Best Time to Buy and Sell Stock

Say you have an array for which the i^th element is the price of a given stock on day i.

If you were only permitted to complete at most one transaction (ie, buy one and sell one share of the stock), design an algorithm to find the maximum profit.

这个问题挺有意思，刚开始想到了DP，和最大递增子列有点像 C[i] = max{0 < j < i C[j] + A[j] - A[i] } 最后max_profit = max{C[i], 0 <= i < n},这个算法的效率明显是O(n^2),即使将C[j]用数组B组织可以二分查找，平均情况下的复杂度也是O(nlog(n)).

看了别人的实现，有更简单的思路：假设在i处买入，那么 i+1~n的最大股价相对于i能获得最大的利润。只要从后往前，在计算最大利润的时候顺便存储最大价格，那么就是O(n)的复杂度了。

class Solution {
public:
    int maxProfit(vector<int> &prices) {
        // Start typing your C/C++ solution below
        // DO NOT write int main() function
     int max_profit = 0;
     int max_price = 0;
     for(int i = prices.size() -1; i >= 0; i--){
         if (prices[i] > max_price){
             max_price = prices[i];
         }
         if (max_price - prices[i] > max_profit){
             max_profit = max_price - prices[i];
         }
     }
     return max_profit;
    }
};

▶ **分割数据**
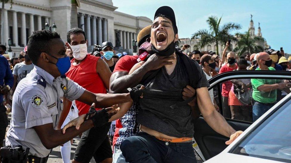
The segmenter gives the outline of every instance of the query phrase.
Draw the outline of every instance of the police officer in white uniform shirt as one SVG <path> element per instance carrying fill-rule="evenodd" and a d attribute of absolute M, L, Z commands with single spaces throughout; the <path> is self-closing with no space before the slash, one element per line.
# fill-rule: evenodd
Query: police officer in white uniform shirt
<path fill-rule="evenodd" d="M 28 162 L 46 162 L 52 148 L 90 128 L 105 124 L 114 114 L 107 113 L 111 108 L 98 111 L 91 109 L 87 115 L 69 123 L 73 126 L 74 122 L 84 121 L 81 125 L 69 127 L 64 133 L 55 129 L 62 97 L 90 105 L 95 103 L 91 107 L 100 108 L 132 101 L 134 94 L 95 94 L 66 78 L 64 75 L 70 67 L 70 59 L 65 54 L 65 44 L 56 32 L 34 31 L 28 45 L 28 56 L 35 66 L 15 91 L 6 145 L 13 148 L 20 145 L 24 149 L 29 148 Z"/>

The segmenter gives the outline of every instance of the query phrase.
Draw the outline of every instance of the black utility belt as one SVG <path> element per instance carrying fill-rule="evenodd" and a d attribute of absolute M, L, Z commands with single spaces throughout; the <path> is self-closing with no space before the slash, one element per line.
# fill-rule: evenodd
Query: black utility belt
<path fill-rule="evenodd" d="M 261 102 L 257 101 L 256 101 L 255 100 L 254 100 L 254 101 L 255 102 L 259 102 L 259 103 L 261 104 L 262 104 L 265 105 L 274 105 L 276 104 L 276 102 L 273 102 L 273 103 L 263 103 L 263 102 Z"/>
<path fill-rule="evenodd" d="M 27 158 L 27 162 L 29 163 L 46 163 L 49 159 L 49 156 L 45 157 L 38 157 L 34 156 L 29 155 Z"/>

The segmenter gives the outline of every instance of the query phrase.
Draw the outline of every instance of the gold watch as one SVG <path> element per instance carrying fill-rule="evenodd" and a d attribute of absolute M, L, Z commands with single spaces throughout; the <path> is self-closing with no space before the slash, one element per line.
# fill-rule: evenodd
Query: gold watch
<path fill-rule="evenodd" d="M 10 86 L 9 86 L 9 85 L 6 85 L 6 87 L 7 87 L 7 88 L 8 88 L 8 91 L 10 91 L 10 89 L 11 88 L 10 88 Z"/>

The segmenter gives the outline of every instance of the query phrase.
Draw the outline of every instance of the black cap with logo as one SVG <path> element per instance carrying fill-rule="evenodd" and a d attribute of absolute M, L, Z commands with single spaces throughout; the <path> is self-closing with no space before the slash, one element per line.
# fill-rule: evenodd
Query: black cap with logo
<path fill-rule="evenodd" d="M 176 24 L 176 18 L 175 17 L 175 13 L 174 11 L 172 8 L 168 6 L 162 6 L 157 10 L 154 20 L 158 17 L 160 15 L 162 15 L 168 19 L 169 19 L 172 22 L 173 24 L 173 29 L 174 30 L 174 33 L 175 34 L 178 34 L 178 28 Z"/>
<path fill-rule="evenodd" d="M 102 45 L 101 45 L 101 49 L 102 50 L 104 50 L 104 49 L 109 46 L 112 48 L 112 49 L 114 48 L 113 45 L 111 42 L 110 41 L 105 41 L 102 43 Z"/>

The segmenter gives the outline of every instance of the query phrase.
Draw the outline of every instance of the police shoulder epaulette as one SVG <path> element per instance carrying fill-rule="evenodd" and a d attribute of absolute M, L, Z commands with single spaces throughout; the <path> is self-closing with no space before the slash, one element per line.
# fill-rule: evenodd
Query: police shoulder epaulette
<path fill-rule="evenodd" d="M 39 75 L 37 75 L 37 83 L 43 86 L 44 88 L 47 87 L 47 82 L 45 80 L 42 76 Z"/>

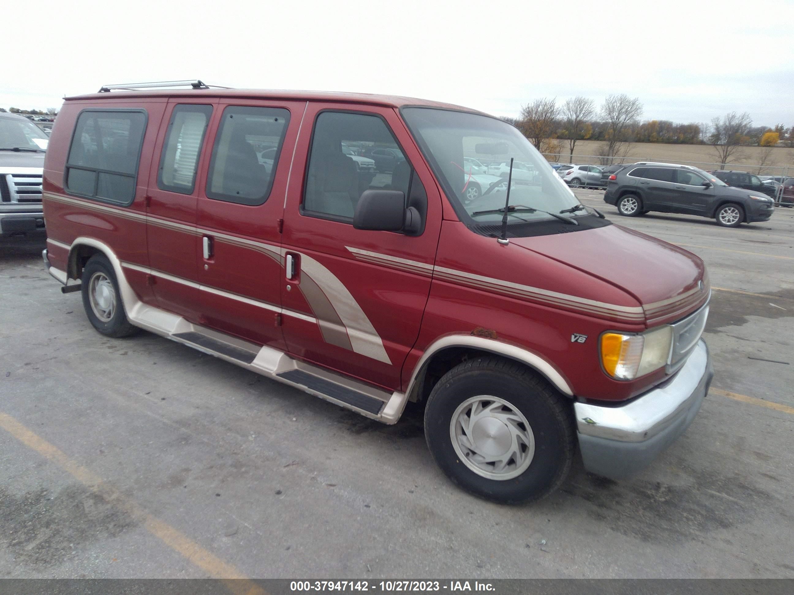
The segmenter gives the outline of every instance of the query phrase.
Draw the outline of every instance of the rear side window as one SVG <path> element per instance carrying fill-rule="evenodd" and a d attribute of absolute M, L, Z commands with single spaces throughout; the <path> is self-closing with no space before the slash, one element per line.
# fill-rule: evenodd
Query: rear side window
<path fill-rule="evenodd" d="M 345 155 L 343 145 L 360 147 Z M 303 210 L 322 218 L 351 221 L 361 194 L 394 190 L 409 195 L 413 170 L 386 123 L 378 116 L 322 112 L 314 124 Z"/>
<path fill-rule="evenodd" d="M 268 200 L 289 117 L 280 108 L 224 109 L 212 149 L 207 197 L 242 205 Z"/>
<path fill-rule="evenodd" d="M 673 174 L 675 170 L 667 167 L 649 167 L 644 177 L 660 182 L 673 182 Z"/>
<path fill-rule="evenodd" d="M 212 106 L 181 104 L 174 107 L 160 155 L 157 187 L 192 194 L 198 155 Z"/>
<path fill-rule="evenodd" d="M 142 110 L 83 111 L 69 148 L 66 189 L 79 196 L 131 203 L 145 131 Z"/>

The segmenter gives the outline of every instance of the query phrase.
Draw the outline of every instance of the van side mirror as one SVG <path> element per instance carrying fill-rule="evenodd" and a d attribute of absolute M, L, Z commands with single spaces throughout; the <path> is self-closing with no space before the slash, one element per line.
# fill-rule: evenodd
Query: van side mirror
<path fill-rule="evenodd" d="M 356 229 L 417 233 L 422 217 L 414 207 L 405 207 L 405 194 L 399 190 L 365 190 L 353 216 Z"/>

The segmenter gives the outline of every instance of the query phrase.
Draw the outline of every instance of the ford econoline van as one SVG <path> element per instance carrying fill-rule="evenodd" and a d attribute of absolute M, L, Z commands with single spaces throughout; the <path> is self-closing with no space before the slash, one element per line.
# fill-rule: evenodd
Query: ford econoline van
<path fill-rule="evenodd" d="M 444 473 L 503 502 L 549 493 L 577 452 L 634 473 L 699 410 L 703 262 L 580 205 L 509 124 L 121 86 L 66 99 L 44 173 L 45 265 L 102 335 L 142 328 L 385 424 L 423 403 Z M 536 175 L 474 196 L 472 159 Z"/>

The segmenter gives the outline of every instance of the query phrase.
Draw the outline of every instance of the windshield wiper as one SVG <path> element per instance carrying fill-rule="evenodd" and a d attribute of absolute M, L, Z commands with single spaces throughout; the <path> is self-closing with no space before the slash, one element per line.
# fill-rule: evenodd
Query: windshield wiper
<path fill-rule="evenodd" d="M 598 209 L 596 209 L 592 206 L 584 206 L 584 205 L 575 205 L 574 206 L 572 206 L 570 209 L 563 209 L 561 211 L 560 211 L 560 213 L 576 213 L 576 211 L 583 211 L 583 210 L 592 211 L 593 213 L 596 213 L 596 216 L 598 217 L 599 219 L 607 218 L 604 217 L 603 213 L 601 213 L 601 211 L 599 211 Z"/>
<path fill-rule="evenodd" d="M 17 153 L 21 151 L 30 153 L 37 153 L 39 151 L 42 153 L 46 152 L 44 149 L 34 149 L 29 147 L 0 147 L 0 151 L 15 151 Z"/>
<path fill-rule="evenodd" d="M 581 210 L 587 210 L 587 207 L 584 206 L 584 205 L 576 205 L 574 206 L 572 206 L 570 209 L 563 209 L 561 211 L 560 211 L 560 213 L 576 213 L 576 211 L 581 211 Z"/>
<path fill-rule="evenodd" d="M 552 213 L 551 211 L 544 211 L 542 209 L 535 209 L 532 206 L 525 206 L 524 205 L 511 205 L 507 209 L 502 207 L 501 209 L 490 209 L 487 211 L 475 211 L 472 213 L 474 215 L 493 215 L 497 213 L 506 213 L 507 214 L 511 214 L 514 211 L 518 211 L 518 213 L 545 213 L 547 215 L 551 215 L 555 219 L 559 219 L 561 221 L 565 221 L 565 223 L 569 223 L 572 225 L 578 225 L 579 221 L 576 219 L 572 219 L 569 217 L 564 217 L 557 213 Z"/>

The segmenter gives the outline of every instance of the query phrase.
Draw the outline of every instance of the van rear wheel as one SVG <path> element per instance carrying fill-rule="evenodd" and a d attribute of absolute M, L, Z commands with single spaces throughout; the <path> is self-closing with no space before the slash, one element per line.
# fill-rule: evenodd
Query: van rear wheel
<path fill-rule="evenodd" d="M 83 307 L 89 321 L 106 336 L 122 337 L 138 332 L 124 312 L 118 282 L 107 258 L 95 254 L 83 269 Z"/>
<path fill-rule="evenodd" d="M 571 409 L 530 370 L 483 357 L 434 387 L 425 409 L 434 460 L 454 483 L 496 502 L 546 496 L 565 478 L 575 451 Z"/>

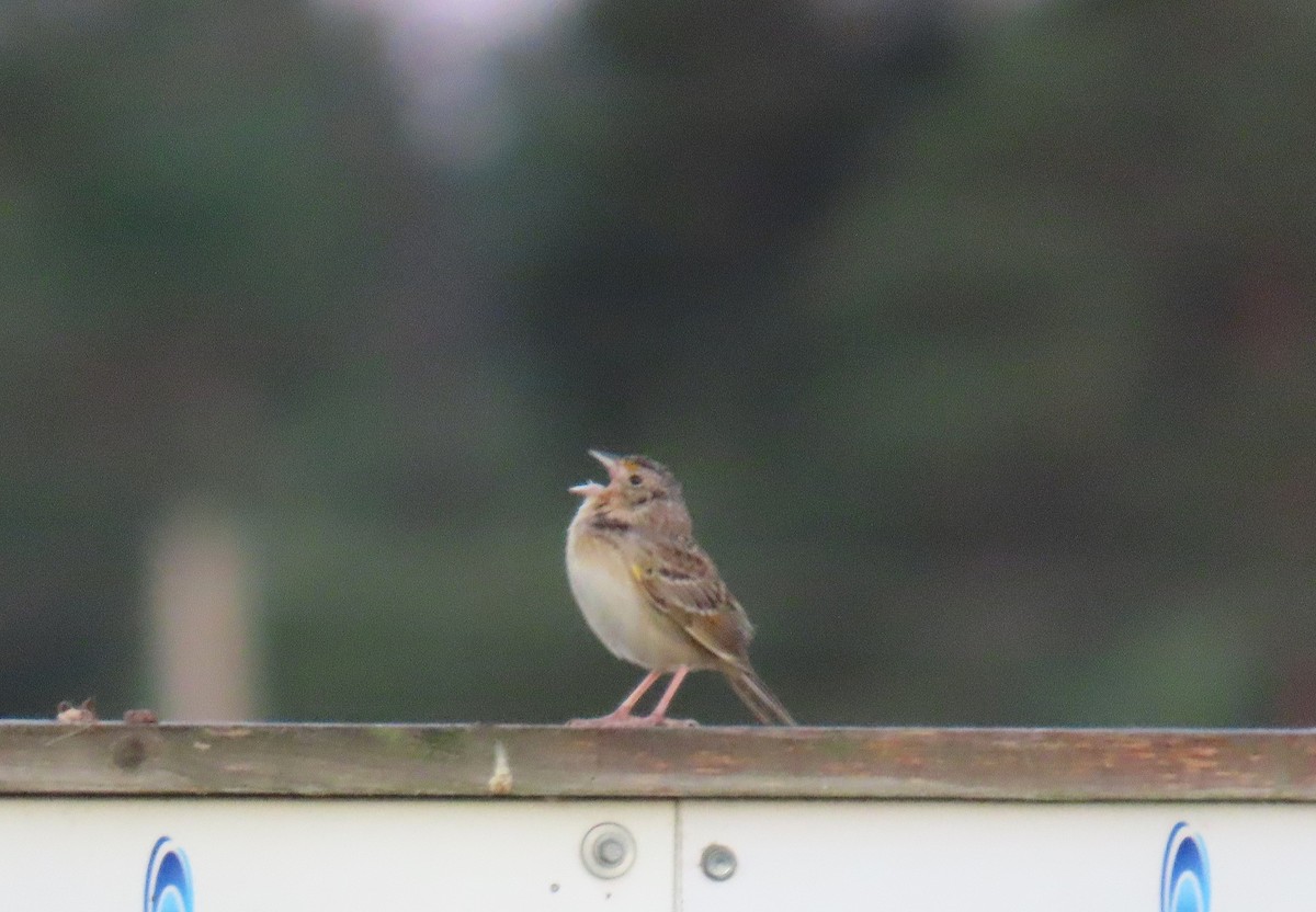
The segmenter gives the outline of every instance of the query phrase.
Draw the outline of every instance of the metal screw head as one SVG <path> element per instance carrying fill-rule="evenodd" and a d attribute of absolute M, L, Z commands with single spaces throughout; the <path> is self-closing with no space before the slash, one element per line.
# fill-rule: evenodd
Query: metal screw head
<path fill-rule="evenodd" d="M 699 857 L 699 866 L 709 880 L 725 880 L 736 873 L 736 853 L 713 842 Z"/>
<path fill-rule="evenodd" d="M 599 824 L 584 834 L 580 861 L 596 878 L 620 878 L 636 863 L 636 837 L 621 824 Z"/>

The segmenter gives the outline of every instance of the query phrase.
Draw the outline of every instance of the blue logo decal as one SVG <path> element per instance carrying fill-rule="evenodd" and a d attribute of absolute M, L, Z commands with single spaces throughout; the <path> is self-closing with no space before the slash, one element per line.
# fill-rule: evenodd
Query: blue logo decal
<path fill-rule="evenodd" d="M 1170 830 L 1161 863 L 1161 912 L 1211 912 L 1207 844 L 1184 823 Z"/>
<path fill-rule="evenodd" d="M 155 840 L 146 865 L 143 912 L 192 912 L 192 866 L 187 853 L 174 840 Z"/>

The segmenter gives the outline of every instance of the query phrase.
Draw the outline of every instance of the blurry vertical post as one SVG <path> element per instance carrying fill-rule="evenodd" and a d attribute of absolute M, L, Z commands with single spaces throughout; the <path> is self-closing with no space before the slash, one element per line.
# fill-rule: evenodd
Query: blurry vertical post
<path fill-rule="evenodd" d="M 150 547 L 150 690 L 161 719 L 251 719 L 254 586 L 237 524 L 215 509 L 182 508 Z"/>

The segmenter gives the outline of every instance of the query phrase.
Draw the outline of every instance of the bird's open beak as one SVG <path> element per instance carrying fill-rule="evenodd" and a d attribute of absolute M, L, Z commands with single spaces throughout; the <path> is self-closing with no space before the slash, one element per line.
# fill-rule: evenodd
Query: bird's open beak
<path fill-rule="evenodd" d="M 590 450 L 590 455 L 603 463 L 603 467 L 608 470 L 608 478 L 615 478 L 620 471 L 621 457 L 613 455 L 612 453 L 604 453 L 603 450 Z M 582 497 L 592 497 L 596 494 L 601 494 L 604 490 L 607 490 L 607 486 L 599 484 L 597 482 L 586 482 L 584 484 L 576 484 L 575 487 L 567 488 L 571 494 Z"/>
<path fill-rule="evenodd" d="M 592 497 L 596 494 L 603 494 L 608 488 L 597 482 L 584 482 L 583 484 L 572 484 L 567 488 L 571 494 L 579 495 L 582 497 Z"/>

▶ **练习题组**
[a] 阅读材料中，从后往前计算并顺便存储最大价格的思路，复杂度是多少？
[b] 列出阅读材料的代码中，在函数体内用 int 声明的全部变量名。
[c] 将阅读材料中从“Say you have”到“the maximum profit.”的部分再写一遍，把其中的“stock”换成“fund”。

▶ **参考答案**
[a] O(n)

[b] max_profit、max_price、i

[c]
Say you have an array for which the i^th element is the price of a given fund on day i.

If you were only permitted to complete at most one transaction (ie, buy one and sell one share of the fund), design an algorithm to find the maximum profit.